(Record extracts Opens)

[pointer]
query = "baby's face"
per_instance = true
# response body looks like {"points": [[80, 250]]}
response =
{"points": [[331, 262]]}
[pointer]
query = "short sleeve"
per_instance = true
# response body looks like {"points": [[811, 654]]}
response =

(Record extracts Closes)

- **Your task**: How many of the lines in the data above carry the word "like"? Say the number and nothing else.

- **Reply**: 2